***** AVAILABLE DATA
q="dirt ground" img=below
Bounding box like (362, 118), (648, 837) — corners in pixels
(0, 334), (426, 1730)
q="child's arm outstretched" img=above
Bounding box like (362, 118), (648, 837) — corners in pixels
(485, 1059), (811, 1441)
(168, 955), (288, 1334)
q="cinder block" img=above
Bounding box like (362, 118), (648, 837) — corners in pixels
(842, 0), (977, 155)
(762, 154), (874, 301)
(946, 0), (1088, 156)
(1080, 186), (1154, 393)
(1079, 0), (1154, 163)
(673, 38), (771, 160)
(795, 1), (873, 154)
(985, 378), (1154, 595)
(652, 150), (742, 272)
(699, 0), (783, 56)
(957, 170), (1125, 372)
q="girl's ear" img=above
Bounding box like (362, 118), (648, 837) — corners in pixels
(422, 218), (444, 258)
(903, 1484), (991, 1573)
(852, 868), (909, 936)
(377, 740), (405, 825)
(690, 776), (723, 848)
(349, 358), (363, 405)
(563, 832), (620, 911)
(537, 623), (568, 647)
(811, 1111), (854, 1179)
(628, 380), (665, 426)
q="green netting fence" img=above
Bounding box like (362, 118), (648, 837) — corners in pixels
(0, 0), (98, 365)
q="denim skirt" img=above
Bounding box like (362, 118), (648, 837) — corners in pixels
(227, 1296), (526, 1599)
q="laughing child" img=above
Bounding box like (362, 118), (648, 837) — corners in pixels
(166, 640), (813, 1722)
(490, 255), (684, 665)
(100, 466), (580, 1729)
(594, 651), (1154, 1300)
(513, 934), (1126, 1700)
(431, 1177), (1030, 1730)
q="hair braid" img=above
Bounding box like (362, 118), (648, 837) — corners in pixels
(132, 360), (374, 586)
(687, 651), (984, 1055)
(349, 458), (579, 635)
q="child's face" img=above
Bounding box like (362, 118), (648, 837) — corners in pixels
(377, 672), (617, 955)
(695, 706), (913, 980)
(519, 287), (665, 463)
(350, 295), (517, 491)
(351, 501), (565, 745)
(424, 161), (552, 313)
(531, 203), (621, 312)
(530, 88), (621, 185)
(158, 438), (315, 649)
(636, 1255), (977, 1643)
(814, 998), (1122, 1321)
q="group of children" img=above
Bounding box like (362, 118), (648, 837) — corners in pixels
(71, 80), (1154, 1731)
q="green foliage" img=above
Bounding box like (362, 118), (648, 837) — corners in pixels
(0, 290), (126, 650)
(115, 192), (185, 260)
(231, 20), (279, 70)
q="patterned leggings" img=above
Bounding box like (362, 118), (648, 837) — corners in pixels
**********
-- ASSIGNMENT --
Transcribe each record exactly as it is written above.

-- WRITTEN SOLUTION --
q="dirt ground" img=below
Bounding box like (362, 118), (648, 837) — corners in pixels
(0, 334), (426, 1730)
q="child's arm outstretched" img=above
Bounding box like (362, 118), (648, 837) — corners in pixels
(485, 1059), (811, 1441)
(168, 955), (288, 1334)
q="cinder block" img=above
Bounding box like (362, 118), (648, 837) — corners in pixels
(842, 0), (977, 155)
(762, 154), (874, 301)
(946, 0), (1088, 156)
(1080, 186), (1154, 393)
(1079, 0), (1154, 163)
(673, 38), (771, 160)
(795, 1), (873, 154)
(985, 378), (1154, 595)
(652, 150), (742, 272)
(699, 0), (783, 56)
(957, 170), (1125, 372)
q="girl's ear" img=above
Bounding box like (362, 118), (648, 837) — corners in pixels
(422, 218), (444, 258)
(903, 1484), (991, 1573)
(852, 868), (909, 936)
(377, 740), (405, 825)
(690, 776), (723, 848)
(349, 358), (363, 405)
(563, 832), (620, 911)
(537, 623), (568, 647)
(811, 1111), (854, 1179)
(628, 380), (665, 426)
q="green netting fence" img=above
Bounding box like (362, 118), (648, 837) — corners in pixels
(0, 0), (98, 365)
q="denim skirt" img=above
Bounding box like (362, 118), (648, 837) — corners in pixels
(227, 1296), (526, 1599)
q="laughing child" img=above
Bounding box like (362, 118), (648, 837) — corners in pixels
(166, 640), (813, 1722)
(490, 255), (684, 665)
(100, 466), (580, 1729)
(594, 651), (1154, 1300)
(513, 934), (1126, 1700)
(431, 1177), (1030, 1730)
q="hair braid" img=above
Bounding box like (362, 118), (648, 837) — corners in pixels
(132, 360), (374, 586)
(687, 651), (984, 1055)
(349, 458), (579, 635)
q="child's face" img=above
Bounding box like (362, 118), (648, 837) — corners in pixels
(377, 672), (617, 955)
(695, 706), (913, 980)
(519, 287), (665, 463)
(350, 295), (517, 491)
(351, 501), (565, 745)
(424, 161), (552, 313)
(531, 203), (621, 312)
(530, 88), (621, 185)
(158, 438), (315, 649)
(636, 1255), (977, 1643)
(814, 998), (1122, 1321)
q="group of children" img=above
Bounding box like (362, 118), (648, 837) — corners in pixels
(71, 80), (1154, 1731)
q="green foliage" img=above
Bounding box like (362, 118), (648, 837) — corners in pixels
(0, 290), (126, 650)
(115, 192), (185, 260)
(231, 20), (279, 70)
q="patterned leggings" img=above
Bounding box like (362, 118), (648, 837) — corners in pixels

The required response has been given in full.